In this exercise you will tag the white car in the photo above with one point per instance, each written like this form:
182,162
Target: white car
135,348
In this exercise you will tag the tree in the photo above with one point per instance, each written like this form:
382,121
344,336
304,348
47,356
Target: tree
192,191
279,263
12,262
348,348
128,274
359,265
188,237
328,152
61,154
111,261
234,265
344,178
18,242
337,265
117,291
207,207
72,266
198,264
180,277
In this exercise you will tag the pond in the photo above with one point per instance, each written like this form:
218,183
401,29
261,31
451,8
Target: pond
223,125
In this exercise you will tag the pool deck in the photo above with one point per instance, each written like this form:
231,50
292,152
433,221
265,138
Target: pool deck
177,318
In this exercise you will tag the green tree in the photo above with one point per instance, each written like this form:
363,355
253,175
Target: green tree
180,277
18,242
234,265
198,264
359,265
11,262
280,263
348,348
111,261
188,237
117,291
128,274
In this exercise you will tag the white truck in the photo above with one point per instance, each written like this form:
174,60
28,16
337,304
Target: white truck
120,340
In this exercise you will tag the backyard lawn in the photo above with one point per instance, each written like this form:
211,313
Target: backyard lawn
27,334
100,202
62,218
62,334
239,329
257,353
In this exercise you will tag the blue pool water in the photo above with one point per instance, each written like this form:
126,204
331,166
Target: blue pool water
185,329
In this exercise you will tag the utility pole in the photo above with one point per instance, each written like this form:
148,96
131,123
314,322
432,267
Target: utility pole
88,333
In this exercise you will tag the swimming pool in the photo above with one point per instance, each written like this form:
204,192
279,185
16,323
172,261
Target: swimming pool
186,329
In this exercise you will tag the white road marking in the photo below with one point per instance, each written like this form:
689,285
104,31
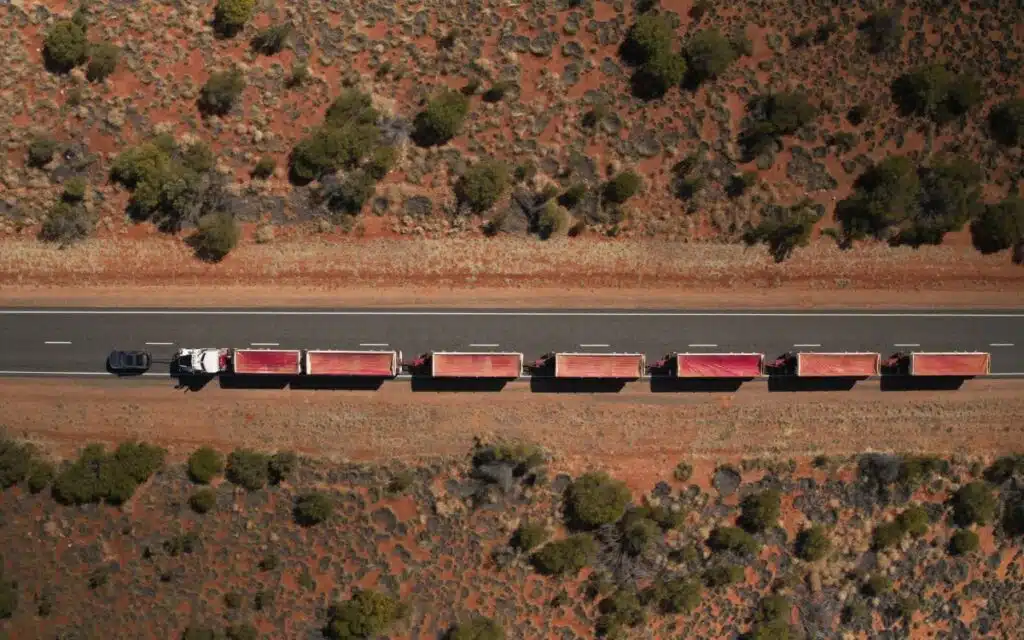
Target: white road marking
509,313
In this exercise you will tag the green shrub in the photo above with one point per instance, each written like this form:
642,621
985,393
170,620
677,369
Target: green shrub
103,58
564,557
482,184
623,186
66,46
272,39
733,539
477,628
963,543
1006,122
41,151
974,504
281,466
229,16
221,91
529,536
366,614
722,576
248,469
441,120
813,544
998,226
216,235
203,501
595,499
650,35
760,511
312,508
709,54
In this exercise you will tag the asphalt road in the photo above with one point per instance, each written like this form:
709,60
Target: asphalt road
77,341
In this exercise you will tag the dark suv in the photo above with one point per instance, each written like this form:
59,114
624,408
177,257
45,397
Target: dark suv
129,361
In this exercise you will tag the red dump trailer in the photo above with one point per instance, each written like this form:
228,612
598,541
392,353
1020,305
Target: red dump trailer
469,365
840,365
712,365
606,366
952,364
366,364
266,361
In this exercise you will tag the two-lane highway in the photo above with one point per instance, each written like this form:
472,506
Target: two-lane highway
77,341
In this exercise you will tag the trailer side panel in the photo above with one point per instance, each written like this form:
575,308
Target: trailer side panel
267,361
615,366
838,365
376,364
467,365
719,365
965,365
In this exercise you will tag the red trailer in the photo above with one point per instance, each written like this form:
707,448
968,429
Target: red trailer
713,365
266,361
469,365
368,364
840,365
951,364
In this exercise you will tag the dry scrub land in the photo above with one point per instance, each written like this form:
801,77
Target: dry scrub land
550,128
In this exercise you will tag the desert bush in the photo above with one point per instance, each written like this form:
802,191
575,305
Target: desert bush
623,186
564,557
722,576
41,151
595,499
66,46
482,184
248,469
760,511
221,91
103,58
734,540
216,235
783,229
1006,122
264,168
272,39
441,120
812,544
366,614
229,16
529,536
650,35
312,508
974,504
203,501
477,628
963,543
998,226
709,53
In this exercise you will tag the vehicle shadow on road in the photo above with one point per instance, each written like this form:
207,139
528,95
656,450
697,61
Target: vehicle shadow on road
668,384
569,385
456,385
793,383
923,383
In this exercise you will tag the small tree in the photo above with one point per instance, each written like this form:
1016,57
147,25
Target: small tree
204,464
229,16
441,120
221,91
103,58
312,508
595,499
66,46
482,184
216,236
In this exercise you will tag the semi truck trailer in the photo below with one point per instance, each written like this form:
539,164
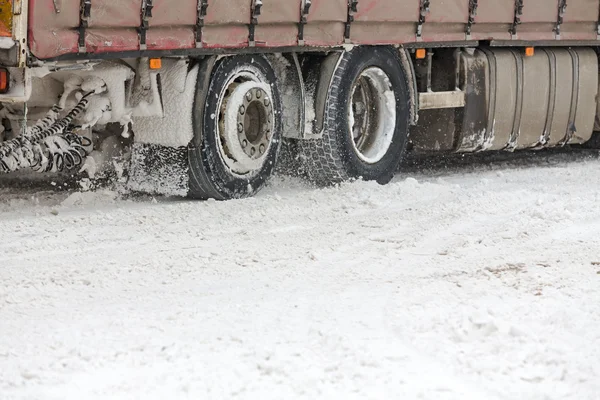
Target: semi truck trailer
207,91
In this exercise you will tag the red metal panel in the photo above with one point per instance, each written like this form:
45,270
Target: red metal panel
446,20
278,23
52,34
174,13
385,21
114,23
170,38
326,23
115,14
226,24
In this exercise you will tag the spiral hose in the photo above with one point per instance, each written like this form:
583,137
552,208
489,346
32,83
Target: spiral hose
50,145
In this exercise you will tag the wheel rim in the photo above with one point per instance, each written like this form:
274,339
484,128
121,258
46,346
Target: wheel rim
372,115
246,122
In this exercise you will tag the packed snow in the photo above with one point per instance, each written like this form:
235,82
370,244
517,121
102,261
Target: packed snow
459,280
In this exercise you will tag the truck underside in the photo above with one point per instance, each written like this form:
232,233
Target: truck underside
207,91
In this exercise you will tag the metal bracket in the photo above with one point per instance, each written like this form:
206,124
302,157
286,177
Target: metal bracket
147,7
352,9
256,11
517,19
424,9
304,11
85,12
562,10
472,14
201,14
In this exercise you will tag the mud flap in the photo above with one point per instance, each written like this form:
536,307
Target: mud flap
157,169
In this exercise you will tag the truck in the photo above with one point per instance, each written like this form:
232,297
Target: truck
206,92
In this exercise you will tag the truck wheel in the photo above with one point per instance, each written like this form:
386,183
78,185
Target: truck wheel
237,128
366,120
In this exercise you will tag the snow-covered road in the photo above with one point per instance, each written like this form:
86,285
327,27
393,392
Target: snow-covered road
476,281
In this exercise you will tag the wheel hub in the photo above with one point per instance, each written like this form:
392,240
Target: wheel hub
372,115
254,121
246,123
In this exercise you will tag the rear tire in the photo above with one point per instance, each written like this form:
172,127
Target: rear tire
237,129
366,120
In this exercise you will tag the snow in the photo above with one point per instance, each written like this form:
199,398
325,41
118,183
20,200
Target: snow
174,127
467,280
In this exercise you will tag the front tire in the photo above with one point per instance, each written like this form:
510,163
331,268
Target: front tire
237,129
366,120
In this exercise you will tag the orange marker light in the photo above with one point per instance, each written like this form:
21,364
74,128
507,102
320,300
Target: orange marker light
4,80
529,51
155,63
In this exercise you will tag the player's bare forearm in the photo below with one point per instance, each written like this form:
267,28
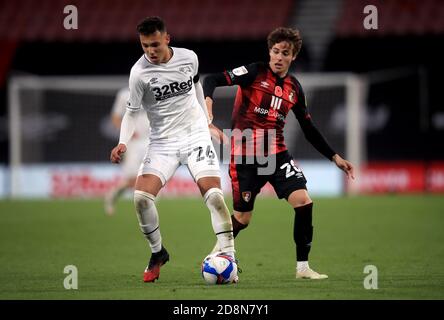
┄┄┄┄┄┄┄┄┄┄
The request: Reproduce all of the entries above, substituting "activity" for every occurrence of "exercise" and leaving everything else unchanged. Omit the pictures from your answer.

Output:
In this activity you will tag the white car in the photo above with one point per instance, each written like this form:
182,162
Target: white car
135,348
In this activity you will tag the tree in the photo above with one point per instance, each written like this form:
382,121
344,336
304,348
47,356
Target: tree
192,191
279,263
12,262
348,348
128,274
359,265
188,237
328,152
61,154
111,261
234,265
344,178
18,242
337,265
117,291
207,207
72,266
198,264
180,277
In this activity you will tag the pond in the photo above with one point per instance, each written like this form:
218,183
401,29
261,31
451,8
Target: pond
223,125
In this activity you will tag the pool deck in the photo above with one point per instance, each written like this form:
231,50
292,152
433,221
265,138
Target: pool deck
177,318
In this activity you will tag the green tree in the photo above with one point per instance, each written like this form:
363,355
253,175
Target: green tree
180,277
18,242
234,265
198,264
359,265
11,262
280,263
348,348
111,261
188,237
117,291
128,274
In this activity you will tag the white truck in the photo above with one point per instance, each written like this form:
174,60
28,16
337,304
Target: white truck
120,340
In this activity you will tag the backyard lawn in the photo above with one point per instance, each written like this form:
211,313
Target: backyard lawn
27,334
100,202
62,218
62,334
239,329
257,353
In this activity you will tag the blue pool water in the photo above with one point per instance, each written like this form:
126,204
331,166
Target: blue pool water
185,329
In this activity you will tag the utility pole in the photo above with one point per instance, each written like this form:
148,96
131,123
314,322
432,267
Target: utility pole
88,333
In this activity you will tag the swimming pool in the photo above with one point per instance, each written like this form:
204,192
279,185
16,323
172,261
Target: swimming pool
186,329
In this activity you will tag the white road marking in the photo below with one point per instance, each written like this form:
689,285
104,31
Target: white road marking
509,313
In this activity you will tag the green shrub in the photo above with one point per instance, each written like this form:
642,621
985,393
170,620
677,369
Target: green shrub
103,58
564,557
482,184
623,186
66,46
272,39
733,539
477,628
963,543
1006,122
41,151
974,504
281,466
229,16
221,91
529,536
366,614
722,576
248,469
441,120
813,544
998,226
216,235
203,501
595,499
650,35
760,511
312,508
709,54
In this activity you will tag the asphalt road in the photo above with one point per instance, each written like this form:
709,60
Target: asphalt road
77,341
In this activity you will tag the dark suv in the photo above with one point per instance, each written like this form:
59,114
624,408
177,257
45,397
Target: dark suv
129,361
In this activity you will tag the red dump trailer in the photo above with one point per instance, each written like this form:
228,612
598,541
392,353
1020,305
Target: red dump trailer
469,365
840,365
712,365
606,366
952,364
366,364
266,361
In this activity you will tag the two-lane highway in the photo above with one point per instance, each written like this form:
472,506
Target: two-lane highway
77,341
In this activity you will tag the trailer side panel in the photo above with one point per instance, each written like this form:
575,308
Target: trailer side panel
267,361
615,366
838,365
376,364
467,365
719,365
965,365
In this activity you will tag the red trailer in the photo above with one point per instance, each written like this form:
707,448
968,429
Target: red trailer
713,365
266,361
469,365
368,364
840,365
951,364
In this activity you will tag the dry scrub land in the photo above with one point per instance, each written like this form:
801,77
Target: dry scrub land
550,128
In this activity you will tag the desert bush in the photo above with one point per instance, each written like this form:
802,191
575,305
Target: desert bush
623,186
564,557
722,576
41,151
595,499
66,46
482,184
248,469
760,511
221,91
103,58
734,540
216,235
783,229
1006,122
264,168
272,39
441,120
812,544
366,614
229,16
529,536
650,35
312,508
974,504
203,501
477,628
963,543
998,226
709,53
In this activity you will tag the vehicle shadow on road in the photo above with one point per instance, each written like this form:
207,139
528,95
656,450
697,61
Target: vehicle shadow on road
668,384
569,385
456,385
793,383
923,383
In this activity you will tag the small tree in the photo above with one point per instance, each written like this form:
1016,57
147,25
Target: small tree
204,464
229,16
441,120
221,91
103,58
312,508
595,499
66,46
482,184
216,236
In this activity you will tag the semi truck trailer in the photo below with one point per instance, each written like this form:
539,164
Target: semi truck trailer
207,91
In this activity you will tag the red metal panel in the photo above with one point per instance, each written like this form:
45,270
Target: red metal panel
446,20
278,23
52,34
174,13
385,21
114,23
170,38
326,23
115,14
226,24
In this activity you will tag the spiral hose in the photo above with one point per instance, each written like this form:
583,137
552,208
489,346
32,83
Target: spiral hose
50,145
In this activity you will tag the wheel rim in the photo above with one point per instance, each written like this form:
274,339
484,128
121,258
46,346
Target: wheel rim
372,115
246,122
In this activity you will tag the packed snow in the photo above with one point per instance, each written like this form:
235,82
370,244
517,121
102,261
Target: packed snow
459,280
In this activity you will tag the truck underside in the photo above with one point per instance, each written like this form:
232,233
Target: truck underside
207,91
In this activity you will tag the metal bracket in the photo above with one point per instance, each written like this form:
206,124
302,157
286,177
Target: metal bracket
147,7
352,9
256,11
517,19
424,9
304,11
85,12
562,10
472,14
201,14
In this activity you will tag the mud flap in the photo above with one point per instance, each written like this form:
536,307
Target: mud flap
157,169
In this activity you will tag the truck in the photo above with one point per instance, each written like this form:
232,297
Target: truck
206,92
In this activity you will tag the truck wheel in the photo above with one point per instance, each written like this form:
386,183
78,185
Target: truck wheel
237,128
366,120
In this activity you will tag the snow-covered road in the photo above with one point per instance, each written like this form:
86,285
327,27
393,392
Target: snow-covered road
476,281
In this activity you will tag the wheel hub in the photo above with one point per instance, each written like this form:
392,240
Target: wheel hub
372,115
254,121
246,123
In this activity you will tag the rear tire in the photo above with one point per instance, each written like this form:
172,127
Target: rear tire
237,129
366,120
In this activity you will tag the snow in the photo above with one point per instance, each written like this form:
199,398
325,41
118,183
20,200
Target: snow
174,127
467,280
In this activity you will tag the front tire in the photo above with one point per instance, each written like this form:
510,163
331,268
Target: front tire
237,129
366,120
In this activity you will tag the orange marker light in the photo above with one point per instance, each written like this form:
21,364
74,128
507,102
320,300
Target: orange marker light
4,80
529,51
155,63
In this activity you will tag the player's bare forearm in the photo below with one point per instance, each written like this form:
267,28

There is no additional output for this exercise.